═══ Excerpted records ═══

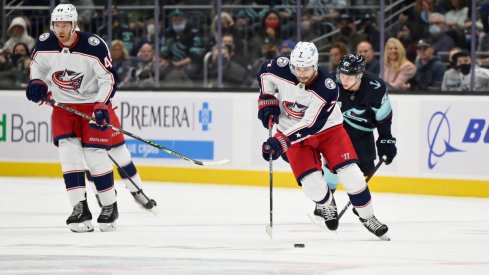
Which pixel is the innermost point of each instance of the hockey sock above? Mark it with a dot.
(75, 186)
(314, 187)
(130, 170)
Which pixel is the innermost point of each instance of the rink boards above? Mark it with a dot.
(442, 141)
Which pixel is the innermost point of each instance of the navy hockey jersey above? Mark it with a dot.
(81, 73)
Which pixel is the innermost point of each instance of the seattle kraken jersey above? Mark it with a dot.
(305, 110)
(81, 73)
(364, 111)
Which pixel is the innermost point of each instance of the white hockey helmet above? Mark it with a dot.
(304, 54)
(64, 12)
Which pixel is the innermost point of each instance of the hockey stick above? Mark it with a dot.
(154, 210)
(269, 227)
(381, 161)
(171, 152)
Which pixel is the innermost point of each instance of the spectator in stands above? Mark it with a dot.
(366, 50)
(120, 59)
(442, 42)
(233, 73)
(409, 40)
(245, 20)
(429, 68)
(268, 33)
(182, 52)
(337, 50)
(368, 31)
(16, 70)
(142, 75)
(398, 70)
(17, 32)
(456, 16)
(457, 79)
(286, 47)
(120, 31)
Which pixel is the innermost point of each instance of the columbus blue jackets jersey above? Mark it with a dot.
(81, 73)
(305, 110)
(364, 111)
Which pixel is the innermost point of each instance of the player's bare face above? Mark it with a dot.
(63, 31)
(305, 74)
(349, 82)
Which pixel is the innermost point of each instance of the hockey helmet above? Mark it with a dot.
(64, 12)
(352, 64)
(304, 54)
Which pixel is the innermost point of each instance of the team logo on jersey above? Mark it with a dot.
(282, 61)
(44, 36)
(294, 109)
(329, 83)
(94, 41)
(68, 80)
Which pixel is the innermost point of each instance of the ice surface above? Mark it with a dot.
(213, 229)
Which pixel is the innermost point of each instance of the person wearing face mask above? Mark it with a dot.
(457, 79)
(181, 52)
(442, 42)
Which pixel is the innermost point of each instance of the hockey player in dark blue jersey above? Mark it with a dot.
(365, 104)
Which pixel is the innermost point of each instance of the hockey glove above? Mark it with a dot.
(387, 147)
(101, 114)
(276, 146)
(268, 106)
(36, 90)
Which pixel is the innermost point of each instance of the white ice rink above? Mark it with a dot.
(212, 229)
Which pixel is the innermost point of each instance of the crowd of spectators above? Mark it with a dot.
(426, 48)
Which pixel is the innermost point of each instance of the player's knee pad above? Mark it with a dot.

═══
═══ Excerpted records ═══

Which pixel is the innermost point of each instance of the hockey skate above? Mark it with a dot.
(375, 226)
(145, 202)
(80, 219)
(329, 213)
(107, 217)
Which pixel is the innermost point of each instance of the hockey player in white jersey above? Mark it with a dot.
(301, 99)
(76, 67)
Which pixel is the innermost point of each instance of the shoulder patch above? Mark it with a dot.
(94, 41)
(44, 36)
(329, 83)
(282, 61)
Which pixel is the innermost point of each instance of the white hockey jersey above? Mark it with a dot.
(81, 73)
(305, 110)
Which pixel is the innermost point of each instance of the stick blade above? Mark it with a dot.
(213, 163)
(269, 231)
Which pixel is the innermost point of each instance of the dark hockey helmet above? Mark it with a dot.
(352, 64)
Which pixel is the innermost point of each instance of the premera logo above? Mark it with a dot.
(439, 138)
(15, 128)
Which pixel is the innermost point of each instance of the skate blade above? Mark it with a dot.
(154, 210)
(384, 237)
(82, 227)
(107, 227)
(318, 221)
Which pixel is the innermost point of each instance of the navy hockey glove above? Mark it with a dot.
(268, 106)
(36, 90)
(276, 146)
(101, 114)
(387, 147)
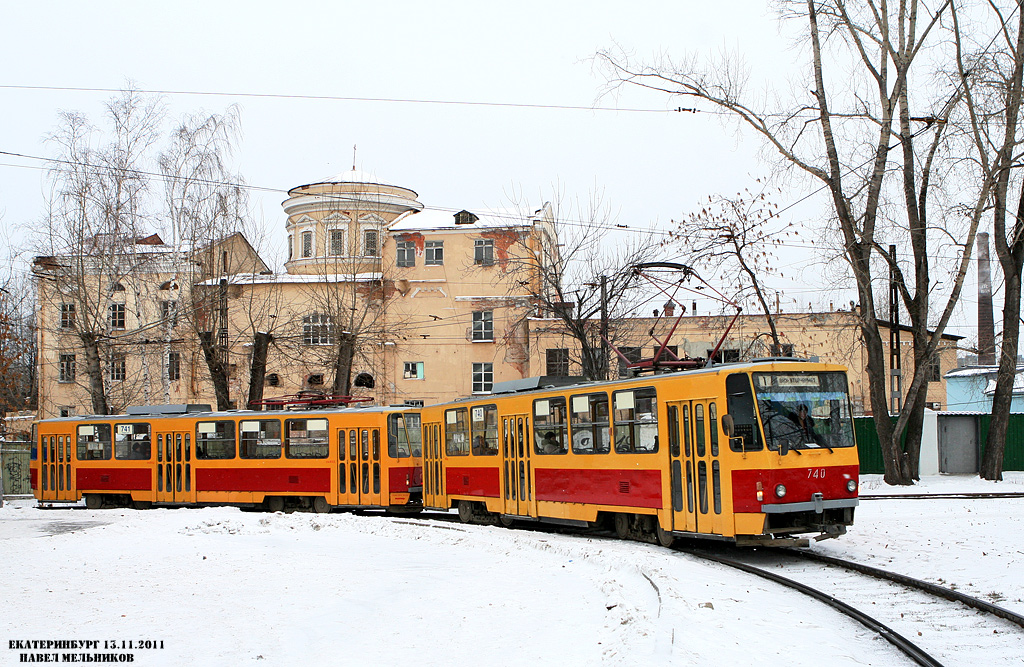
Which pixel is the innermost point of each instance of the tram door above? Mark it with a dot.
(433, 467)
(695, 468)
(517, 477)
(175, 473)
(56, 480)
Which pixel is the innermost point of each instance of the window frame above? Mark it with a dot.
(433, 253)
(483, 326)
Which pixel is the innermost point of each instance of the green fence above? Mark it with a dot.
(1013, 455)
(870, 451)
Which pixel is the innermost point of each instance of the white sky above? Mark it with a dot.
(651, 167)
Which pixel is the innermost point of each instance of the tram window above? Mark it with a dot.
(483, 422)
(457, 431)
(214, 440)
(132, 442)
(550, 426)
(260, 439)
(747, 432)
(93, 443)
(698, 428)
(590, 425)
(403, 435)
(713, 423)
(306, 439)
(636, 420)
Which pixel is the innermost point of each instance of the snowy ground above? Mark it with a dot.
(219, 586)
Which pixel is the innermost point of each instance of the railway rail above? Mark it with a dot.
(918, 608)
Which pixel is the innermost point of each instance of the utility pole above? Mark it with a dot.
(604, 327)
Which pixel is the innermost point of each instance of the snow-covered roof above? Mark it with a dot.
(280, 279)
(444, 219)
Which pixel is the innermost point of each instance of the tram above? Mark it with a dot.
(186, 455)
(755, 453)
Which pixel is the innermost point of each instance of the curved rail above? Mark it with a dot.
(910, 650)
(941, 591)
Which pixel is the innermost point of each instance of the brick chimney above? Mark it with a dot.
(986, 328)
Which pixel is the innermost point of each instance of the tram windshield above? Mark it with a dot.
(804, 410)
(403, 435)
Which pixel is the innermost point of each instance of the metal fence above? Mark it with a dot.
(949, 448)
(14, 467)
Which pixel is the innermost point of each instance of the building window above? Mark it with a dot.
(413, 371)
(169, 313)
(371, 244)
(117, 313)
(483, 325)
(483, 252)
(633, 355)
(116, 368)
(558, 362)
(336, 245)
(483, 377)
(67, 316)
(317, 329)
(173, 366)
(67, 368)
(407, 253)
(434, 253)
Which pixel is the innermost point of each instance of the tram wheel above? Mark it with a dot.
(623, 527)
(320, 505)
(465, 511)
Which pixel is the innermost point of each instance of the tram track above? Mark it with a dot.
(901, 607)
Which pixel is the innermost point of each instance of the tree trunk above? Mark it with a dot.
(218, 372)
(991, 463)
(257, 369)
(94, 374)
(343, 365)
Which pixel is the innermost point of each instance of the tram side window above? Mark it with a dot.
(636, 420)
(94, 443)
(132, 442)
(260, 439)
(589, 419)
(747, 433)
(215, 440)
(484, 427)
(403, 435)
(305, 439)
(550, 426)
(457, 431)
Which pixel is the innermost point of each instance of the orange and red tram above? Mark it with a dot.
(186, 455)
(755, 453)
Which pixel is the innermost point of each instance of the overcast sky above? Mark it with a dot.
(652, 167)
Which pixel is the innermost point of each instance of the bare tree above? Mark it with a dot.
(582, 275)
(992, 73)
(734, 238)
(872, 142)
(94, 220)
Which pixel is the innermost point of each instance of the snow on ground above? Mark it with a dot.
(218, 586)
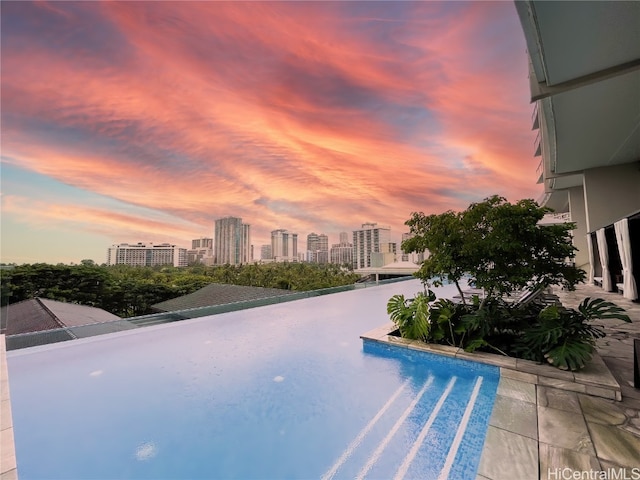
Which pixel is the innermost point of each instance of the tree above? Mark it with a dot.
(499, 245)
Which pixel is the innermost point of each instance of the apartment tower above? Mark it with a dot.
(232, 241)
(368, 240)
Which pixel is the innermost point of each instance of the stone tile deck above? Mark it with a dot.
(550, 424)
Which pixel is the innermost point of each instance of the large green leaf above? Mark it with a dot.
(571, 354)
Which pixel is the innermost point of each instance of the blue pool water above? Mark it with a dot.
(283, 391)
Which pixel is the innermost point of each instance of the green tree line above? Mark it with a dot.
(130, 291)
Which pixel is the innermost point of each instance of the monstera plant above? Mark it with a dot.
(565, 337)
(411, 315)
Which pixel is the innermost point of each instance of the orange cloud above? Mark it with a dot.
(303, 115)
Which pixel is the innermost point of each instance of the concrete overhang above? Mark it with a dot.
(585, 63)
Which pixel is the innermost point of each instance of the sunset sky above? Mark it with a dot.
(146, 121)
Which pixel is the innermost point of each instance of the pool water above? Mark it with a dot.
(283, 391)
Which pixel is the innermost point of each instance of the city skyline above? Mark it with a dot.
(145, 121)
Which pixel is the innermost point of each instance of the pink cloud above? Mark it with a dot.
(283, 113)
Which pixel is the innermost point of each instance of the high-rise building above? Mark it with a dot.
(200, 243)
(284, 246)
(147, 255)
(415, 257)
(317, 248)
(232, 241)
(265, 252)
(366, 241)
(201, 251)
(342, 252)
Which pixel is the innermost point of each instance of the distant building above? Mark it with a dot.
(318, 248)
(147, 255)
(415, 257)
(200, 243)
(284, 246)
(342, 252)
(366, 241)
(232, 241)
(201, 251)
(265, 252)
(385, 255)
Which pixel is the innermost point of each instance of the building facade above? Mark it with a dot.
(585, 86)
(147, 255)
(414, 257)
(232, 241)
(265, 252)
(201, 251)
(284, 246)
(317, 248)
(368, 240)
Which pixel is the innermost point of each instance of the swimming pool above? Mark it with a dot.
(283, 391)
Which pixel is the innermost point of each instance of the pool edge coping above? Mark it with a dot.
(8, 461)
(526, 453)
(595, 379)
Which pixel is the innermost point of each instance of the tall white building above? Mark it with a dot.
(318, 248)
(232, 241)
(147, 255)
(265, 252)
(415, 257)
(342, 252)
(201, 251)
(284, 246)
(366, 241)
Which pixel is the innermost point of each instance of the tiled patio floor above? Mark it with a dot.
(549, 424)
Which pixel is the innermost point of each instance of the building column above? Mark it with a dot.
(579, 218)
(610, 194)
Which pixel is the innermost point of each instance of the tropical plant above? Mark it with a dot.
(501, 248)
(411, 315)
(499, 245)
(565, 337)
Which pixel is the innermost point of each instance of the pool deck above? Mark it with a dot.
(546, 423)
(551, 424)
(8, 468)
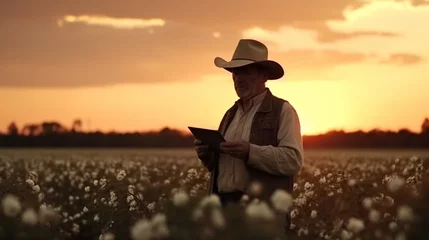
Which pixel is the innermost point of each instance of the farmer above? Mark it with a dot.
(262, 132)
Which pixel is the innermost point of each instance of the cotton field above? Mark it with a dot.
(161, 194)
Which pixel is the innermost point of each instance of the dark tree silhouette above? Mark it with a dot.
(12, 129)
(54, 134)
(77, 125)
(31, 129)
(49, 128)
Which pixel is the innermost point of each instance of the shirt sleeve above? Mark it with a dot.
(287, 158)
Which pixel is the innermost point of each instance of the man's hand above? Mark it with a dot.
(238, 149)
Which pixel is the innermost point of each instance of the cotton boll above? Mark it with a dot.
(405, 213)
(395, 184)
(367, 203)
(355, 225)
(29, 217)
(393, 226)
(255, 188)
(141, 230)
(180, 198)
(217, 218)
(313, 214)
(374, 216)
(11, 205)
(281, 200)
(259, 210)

═══

» The task
Report each line of the data above that contains the word "tram", copying those lines in full.

» Output for this task
Which pixel is the innermost point of each instance of the tram door above? Mark it with a dot.
Which pixel is the innermost point of each instance of the tram window above? Mark it with a dot.
Which pixel is the innermost point of each instance of the tram above? Mark it with a dot.
Which pixel is the innermost point of each instance of the tram windshield above? Mark it with a dot.
Which pixel is the innermost point of each instance of the tram wheel above? Mark it with a dot.
Which pixel is the innermost point of each instance of the tram track above? Mark it with a dot.
Which pixel is the innermost point of each instance of the tram side window above? Mark it with a dot.
Which pixel is the innermost point of each instance of the orange and red tram above? Mark it with a dot.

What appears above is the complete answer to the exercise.